┌─ Textauszug

Mit so'ner Bahnschranke im Boot zu hantieren ist natürlich echte Quälerei.


----------



## Gardenfly (13. März 2014)

*AW: Angeln mit der Bologneserute*

@kati48268
ich habe schon verstanden,aber Bolos sind für Würfe mit schwereren Posen gebaut-also brechen die da nicht.Was viele missachten ist die Handhabung am Boden,viele werfen die Ruten einfach mal auf die Steinpackung wenn sie mit der nächsten Rute fischen.
Aber das übersehen viele und behaupten Materialfehler und so.


----------



## Fr33 (13. März 2014)

*AW: Angeln mit der Bologneserute*

Klar sind das lange Stecken und fürs Boot nicht so pralle. Aber ne andere Option eine Posemontage fast stehend über einer Futterspur zu halten, fällt mir leider auch nicht ein...


----------



## Professor Tinca (13. März 2014)

*AW: Angeln mit der Bologneserute*



Gardenfly schrieb:


> was für ein Kram fischt du denn?
> klar die tollen Bolos unter 100 € die aussehen wie teure gehen vielleicht zu Bruch,aber mit der Koex7000 und Ähnlichen wird so gefischt.




Shimano Super Ultegra :m

Top Rute aber volle Pulle würde ich nur mit unempfindlichen Composite Ruten werfen, da ist auch der finanzielle Schaden geringer im Fall eines Bruches.

Du kannst ja mit deinen Bolos werfen wie willst aber hochmoduliertes Carbon ist nunmal empfindlich gegenüber Überlastung.
Und das geht ganz schnell......Gegenwind, eine etwas zu schwere Pose.......und schon ist so ne Rute n Stück kürzer.
Wie stark man so eine Rute dauerhaft belasten kann, merkt ein Einsteiger sicher alsbald selbst.
Ratsam ist es nicht damit gleich Maximalwürfe zu machen.
Eher schon so wie er im 1. Video(weiter oben).


----------



## Andal (13. März 2014)

*AW: Angeln mit der Bologneserute*

Ob man nun mit einer 6 m plus Rute auf seiner Kiepe am Ufer sitzt und von dort aus hantiert, oder ob man nun in einem Boot sitzt, macht höchstens einen Unterschied in der Sitzgelegenheit. 

Wenn man zu so langen Ruten auch den in der Länge passenden Kescher benutzt, dann sehe ich keinerlei Unbequemlichkeiten im Handling. Ich hab schon Angler gesehen, die haben das ganze und recht umfangreiche Stipperequiment, inklusive Kiepe und dem anderen Zeug, in ihrem Boot aufgestellt. Das ging beim Fischen wies Brezelbacken. 

Ein Stipper am Ufer sitzt ja auch wie angenagelt auf seinem "Thron", oder rennen die etwas dauernd herum!?


----------

└─

* [Kurze Übung 1]: Fasse den Absatz im Textauszug, der mit „Wenn man zu so langen Ruten“ beginnt, in zwei knapperen Sätzen zusammen und behalte seine wesentlichen Aussagen bei.
* [Kurze Übung 2]: Wiederhole aus dem Textauszug wortgetreu die Stelle zwischen „Mit so'ner Bahnschranke“ und „nächsten Rute fischen.“, beide eingeschlossen.

┌─ Rohdaten

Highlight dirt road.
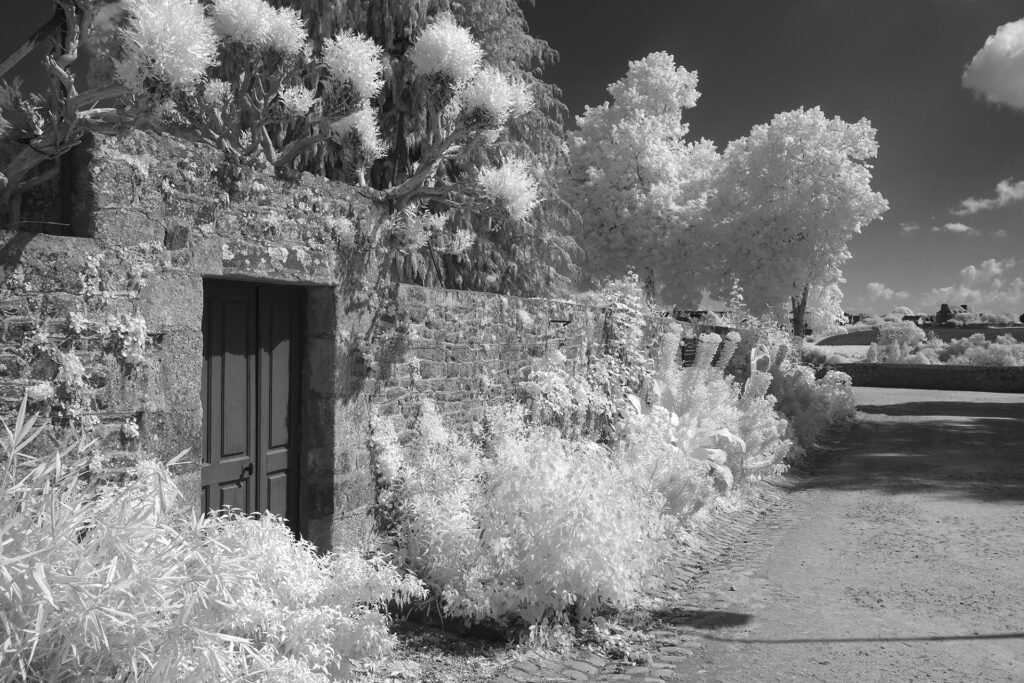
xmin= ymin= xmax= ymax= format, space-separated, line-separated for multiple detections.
xmin=676 ymin=388 xmax=1024 ymax=681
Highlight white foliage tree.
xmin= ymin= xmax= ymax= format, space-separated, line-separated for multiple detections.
xmin=708 ymin=108 xmax=888 ymax=332
xmin=564 ymin=52 xmax=719 ymax=301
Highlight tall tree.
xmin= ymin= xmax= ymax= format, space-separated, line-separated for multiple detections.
xmin=564 ymin=52 xmax=719 ymax=303
xmin=709 ymin=108 xmax=889 ymax=334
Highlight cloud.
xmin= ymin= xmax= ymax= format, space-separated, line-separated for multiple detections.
xmin=932 ymin=223 xmax=981 ymax=237
xmin=963 ymin=19 xmax=1024 ymax=110
xmin=867 ymin=283 xmax=893 ymax=299
xmin=923 ymin=258 xmax=1024 ymax=313
xmin=867 ymin=283 xmax=910 ymax=300
xmin=952 ymin=178 xmax=1024 ymax=216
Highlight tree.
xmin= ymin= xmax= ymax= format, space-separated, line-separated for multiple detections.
xmin=708 ymin=108 xmax=888 ymax=333
xmin=563 ymin=52 xmax=718 ymax=303
xmin=0 ymin=0 xmax=571 ymax=292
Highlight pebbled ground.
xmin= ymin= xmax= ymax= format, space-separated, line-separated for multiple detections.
xmin=497 ymin=388 xmax=1024 ymax=683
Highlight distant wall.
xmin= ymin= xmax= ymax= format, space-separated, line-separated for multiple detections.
xmin=817 ymin=326 xmax=1024 ymax=346
xmin=835 ymin=362 xmax=1024 ymax=393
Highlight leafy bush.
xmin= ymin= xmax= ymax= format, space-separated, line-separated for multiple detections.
xmin=0 ymin=404 xmax=423 ymax=681
xmin=868 ymin=321 xmax=925 ymax=362
xmin=373 ymin=401 xmax=665 ymax=625
xmin=770 ymin=360 xmax=857 ymax=448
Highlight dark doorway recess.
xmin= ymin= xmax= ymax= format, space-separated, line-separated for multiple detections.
xmin=201 ymin=280 xmax=305 ymax=532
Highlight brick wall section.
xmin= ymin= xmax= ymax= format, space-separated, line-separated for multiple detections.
xmin=835 ymin=362 xmax=1024 ymax=393
xmin=0 ymin=132 xmax=692 ymax=549
xmin=371 ymin=285 xmax=606 ymax=426
xmin=0 ymin=132 xmax=377 ymax=547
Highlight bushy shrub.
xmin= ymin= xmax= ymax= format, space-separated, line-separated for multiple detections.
xmin=373 ymin=401 xmax=665 ymax=625
xmin=903 ymin=332 xmax=1024 ymax=367
xmin=871 ymin=321 xmax=925 ymax=362
xmin=0 ymin=405 xmax=422 ymax=681
xmin=770 ymin=360 xmax=857 ymax=449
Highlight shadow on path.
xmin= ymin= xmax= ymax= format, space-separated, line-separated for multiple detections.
xmin=651 ymin=609 xmax=754 ymax=631
xmin=798 ymin=401 xmax=1024 ymax=502
xmin=857 ymin=400 xmax=1024 ymax=420
xmin=701 ymin=633 xmax=1024 ymax=645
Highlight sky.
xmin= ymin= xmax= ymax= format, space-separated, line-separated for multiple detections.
xmin=6 ymin=0 xmax=1024 ymax=313
xmin=525 ymin=0 xmax=1024 ymax=313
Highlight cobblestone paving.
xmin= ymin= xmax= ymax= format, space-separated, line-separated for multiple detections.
xmin=493 ymin=477 xmax=795 ymax=683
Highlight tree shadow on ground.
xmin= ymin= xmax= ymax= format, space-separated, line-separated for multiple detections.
xmin=651 ymin=608 xmax=754 ymax=631
xmin=857 ymin=400 xmax=1024 ymax=420
xmin=703 ymin=633 xmax=1024 ymax=645
xmin=798 ymin=401 xmax=1024 ymax=502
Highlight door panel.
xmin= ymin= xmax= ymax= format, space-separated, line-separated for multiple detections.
xmin=202 ymin=280 xmax=303 ymax=528
xmin=258 ymin=287 xmax=303 ymax=519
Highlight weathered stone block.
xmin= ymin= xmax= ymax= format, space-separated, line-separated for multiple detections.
xmin=139 ymin=270 xmax=203 ymax=333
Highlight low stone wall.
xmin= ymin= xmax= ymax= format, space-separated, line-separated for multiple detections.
xmin=835 ymin=362 xmax=1024 ymax=393
xmin=0 ymin=132 xmax=695 ymax=549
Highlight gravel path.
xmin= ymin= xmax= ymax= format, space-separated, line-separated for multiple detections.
xmin=501 ymin=388 xmax=1024 ymax=682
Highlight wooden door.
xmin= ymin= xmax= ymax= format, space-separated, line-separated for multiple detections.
xmin=202 ymin=280 xmax=303 ymax=529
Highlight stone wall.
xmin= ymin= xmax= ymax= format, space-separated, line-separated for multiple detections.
xmin=372 ymin=285 xmax=606 ymax=425
xmin=0 ymin=132 xmax=692 ymax=549
xmin=0 ymin=132 xmax=379 ymax=547
xmin=835 ymin=362 xmax=1024 ymax=393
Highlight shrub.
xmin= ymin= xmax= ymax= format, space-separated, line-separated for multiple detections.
xmin=0 ymin=404 xmax=422 ymax=680
xmin=373 ymin=401 xmax=664 ymax=625
xmin=770 ymin=360 xmax=857 ymax=448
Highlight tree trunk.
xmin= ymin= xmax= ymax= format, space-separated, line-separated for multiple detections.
xmin=790 ymin=283 xmax=811 ymax=337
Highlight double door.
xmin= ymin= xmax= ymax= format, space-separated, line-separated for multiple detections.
xmin=201 ymin=280 xmax=304 ymax=531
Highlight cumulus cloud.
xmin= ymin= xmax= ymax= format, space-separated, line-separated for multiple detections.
xmin=924 ymin=258 xmax=1024 ymax=313
xmin=953 ymin=178 xmax=1024 ymax=216
xmin=963 ymin=19 xmax=1024 ymax=110
xmin=867 ymin=283 xmax=910 ymax=300
xmin=932 ymin=223 xmax=981 ymax=237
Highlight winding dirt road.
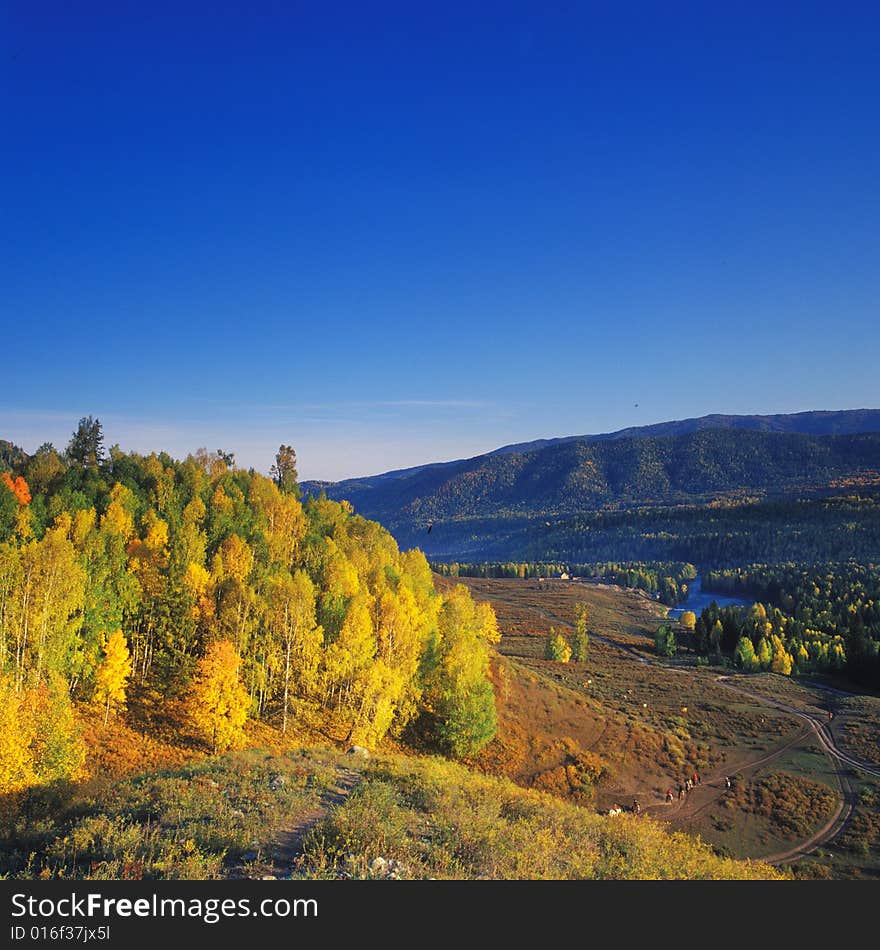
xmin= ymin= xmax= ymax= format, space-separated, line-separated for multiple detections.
xmin=484 ymin=595 xmax=880 ymax=864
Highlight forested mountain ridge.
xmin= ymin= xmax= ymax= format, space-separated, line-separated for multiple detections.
xmin=303 ymin=429 xmax=880 ymax=528
xmin=491 ymin=409 xmax=880 ymax=454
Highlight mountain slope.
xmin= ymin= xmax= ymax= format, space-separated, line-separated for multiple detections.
xmin=492 ymin=409 xmax=880 ymax=456
xmin=303 ymin=429 xmax=880 ymax=527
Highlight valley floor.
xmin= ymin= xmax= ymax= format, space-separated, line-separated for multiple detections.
xmin=439 ymin=578 xmax=880 ymax=878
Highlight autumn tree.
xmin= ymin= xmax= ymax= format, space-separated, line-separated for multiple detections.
xmin=571 ymin=604 xmax=590 ymax=663
xmin=95 ymin=630 xmax=131 ymax=725
xmin=733 ymin=637 xmax=758 ymax=673
xmin=544 ymin=627 xmax=572 ymax=663
xmin=0 ymin=472 xmax=31 ymax=505
xmin=678 ymin=610 xmax=697 ymax=633
xmin=266 ymin=570 xmax=324 ymax=732
xmin=425 ymin=584 xmax=498 ymax=757
xmin=187 ymin=640 xmax=250 ymax=753
xmin=770 ymin=634 xmax=793 ymax=676
xmin=654 ymin=624 xmax=677 ymax=656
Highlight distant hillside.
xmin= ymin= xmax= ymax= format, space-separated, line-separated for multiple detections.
xmin=303 ymin=429 xmax=880 ymax=526
xmin=302 ymin=409 xmax=880 ymax=500
xmin=488 ymin=409 xmax=880 ymax=456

└─

* [Lösung 1]: Mit einem Kescher in passender Länge bereiten lange Ruten laut Textauszug keine Schwierigkeiten im Handling. Es wurden schon Angler gesehen, die ihre gesamte umfangreiche Stipperausrüstung samt Kiepe im Boot aufgebaut hatten, und das Fischen ging dabei ganz leicht.

* [Lösung 2]:
Mit so'ner Bahnschranke im Boot zu hantieren ist natürlich echte Quälerei.


----------



## Gardenfly (13. März 2014)

*AW: Angeln mit der Bologneserute*

@kati48268
ich habe schon verstanden,aber Bolos sind für Würfe mit schwereren Posen gebaut-also brechen die da nicht.Was viele missachten ist die Handhabung am Boden,viele werfen die Ruten einfach mal auf die Steinpackung wenn sie mit der nächsten Rute fischen.